■ **INSTRUCTIONS FOR THE TASK**: Copy every line below precisely, leaving nothing out.

■ **Saved data entries**:
● ● ● ● ● ● ●

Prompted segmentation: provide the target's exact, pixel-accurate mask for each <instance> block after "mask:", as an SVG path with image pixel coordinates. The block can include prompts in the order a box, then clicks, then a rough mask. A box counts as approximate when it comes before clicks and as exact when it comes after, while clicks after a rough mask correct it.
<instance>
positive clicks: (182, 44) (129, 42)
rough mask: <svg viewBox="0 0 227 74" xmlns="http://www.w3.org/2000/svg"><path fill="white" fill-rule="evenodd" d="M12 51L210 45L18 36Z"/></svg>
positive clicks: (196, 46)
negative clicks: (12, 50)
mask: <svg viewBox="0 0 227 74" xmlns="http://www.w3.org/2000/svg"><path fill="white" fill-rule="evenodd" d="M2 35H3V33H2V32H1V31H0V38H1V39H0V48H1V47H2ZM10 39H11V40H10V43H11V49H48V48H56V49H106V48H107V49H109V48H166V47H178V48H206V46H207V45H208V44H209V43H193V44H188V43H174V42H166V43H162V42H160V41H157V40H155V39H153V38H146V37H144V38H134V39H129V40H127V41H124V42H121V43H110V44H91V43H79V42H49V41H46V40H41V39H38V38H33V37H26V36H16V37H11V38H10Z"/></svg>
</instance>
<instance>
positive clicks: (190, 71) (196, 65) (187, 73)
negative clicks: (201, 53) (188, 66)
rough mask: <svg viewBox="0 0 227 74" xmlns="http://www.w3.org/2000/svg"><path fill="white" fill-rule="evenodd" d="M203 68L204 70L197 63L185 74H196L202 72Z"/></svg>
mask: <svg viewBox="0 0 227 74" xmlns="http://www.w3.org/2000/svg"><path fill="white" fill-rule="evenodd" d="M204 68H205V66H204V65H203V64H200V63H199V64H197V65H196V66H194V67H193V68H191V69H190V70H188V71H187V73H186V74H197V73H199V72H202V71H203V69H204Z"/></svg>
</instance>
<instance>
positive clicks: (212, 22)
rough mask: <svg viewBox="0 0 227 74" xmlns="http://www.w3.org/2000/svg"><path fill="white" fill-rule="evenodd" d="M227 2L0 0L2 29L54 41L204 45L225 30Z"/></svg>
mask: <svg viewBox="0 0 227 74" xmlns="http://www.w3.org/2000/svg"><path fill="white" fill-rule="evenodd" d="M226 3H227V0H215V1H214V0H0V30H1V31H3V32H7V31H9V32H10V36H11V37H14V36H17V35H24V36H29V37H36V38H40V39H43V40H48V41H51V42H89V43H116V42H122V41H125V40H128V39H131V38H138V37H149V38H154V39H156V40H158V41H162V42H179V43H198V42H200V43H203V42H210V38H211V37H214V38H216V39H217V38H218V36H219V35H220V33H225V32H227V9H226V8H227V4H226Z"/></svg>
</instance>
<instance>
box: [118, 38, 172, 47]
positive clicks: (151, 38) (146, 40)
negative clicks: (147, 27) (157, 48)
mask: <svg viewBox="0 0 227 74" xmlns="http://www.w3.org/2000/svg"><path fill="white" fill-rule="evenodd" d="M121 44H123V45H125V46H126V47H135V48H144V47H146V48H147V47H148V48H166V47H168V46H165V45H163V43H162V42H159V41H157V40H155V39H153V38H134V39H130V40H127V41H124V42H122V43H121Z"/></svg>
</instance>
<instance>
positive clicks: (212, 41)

● ● ● ● ● ● ●

■ **TASK RESULT**:
Prompted segmentation: provide the target's exact, pixel-accurate mask for each <instance> block after "mask:", as an SVG path with image pixel coordinates. The block can include prompts in the order a box, then clicks, then a rough mask. A box counts as approximate when it comes before clicks and as exact when it comes after, while clicks after a rough mask correct it.
<instance>
positive clicks: (182, 44) (129, 42)
rough mask: <svg viewBox="0 0 227 74" xmlns="http://www.w3.org/2000/svg"><path fill="white" fill-rule="evenodd" d="M12 51L210 45L18 36Z"/></svg>
positive clicks: (196, 46)
negative clicks: (12, 50)
mask: <svg viewBox="0 0 227 74" xmlns="http://www.w3.org/2000/svg"><path fill="white" fill-rule="evenodd" d="M2 35H3V33H2V32H1V31H0V38H1V39H0V48H1V47H2ZM10 39H11V40H10V43H11V49H48V48H56V49H106V48H107V49H109V48H166V47H178V48H206V46H207V45H208V44H209V43H193V44H188V43H174V42H166V43H162V42H160V41H157V40H155V39H153V38H146V37H144V38H134V39H129V40H127V41H124V42H121V43H110V44H91V43H79V42H49V41H46V40H41V39H38V38H33V37H26V36H16V37H11V38H10Z"/></svg>
</instance>
<instance>
positive clicks: (190, 71) (196, 65) (187, 73)
negative clicks: (201, 53) (188, 66)
rough mask: <svg viewBox="0 0 227 74" xmlns="http://www.w3.org/2000/svg"><path fill="white" fill-rule="evenodd" d="M203 68L204 70L197 63L185 74H196L202 72Z"/></svg>
mask: <svg viewBox="0 0 227 74" xmlns="http://www.w3.org/2000/svg"><path fill="white" fill-rule="evenodd" d="M204 68H205V66H204V65H203V64H200V63H199V64H197V65H196V66H194V67H193V68H191V69H190V70H188V71H187V73H186V74H197V73H199V72H202V71H203V69H204Z"/></svg>
</instance>
<instance>
positive clicks: (212, 22)
rough mask: <svg viewBox="0 0 227 74" xmlns="http://www.w3.org/2000/svg"><path fill="white" fill-rule="evenodd" d="M227 2L0 0L2 29L54 41L204 45L225 30Z"/></svg>
mask: <svg viewBox="0 0 227 74" xmlns="http://www.w3.org/2000/svg"><path fill="white" fill-rule="evenodd" d="M226 3H227V0H215V1H214V0H0V30H1V31H3V32H7V31H9V32H10V36H11V37H14V36H17V35H24V36H29V37H36V38H40V39H43V40H48V41H51V42H89V43H116V42H122V41H125V40H128V39H131V38H138V37H149V38H154V39H156V40H158V41H162V42H179V43H198V42H200V43H203V42H210V38H211V37H214V38H216V39H217V38H218V36H219V35H220V33H225V32H227V9H226V8H227V4H226Z"/></svg>
</instance>
<instance>
box: [118, 38, 172, 47]
positive clicks: (151, 38) (146, 40)
negative clicks: (147, 27) (157, 48)
mask: <svg viewBox="0 0 227 74" xmlns="http://www.w3.org/2000/svg"><path fill="white" fill-rule="evenodd" d="M121 44H123V45H125V46H126V47H135V48H144V47H146V48H147V47H148V48H166V47H168V46H165V45H163V43H162V42H159V41H157V40H155V39H153V38H134V39H130V40H127V41H124V42H122V43H121Z"/></svg>
</instance>
<instance>
positive clicks: (212, 41)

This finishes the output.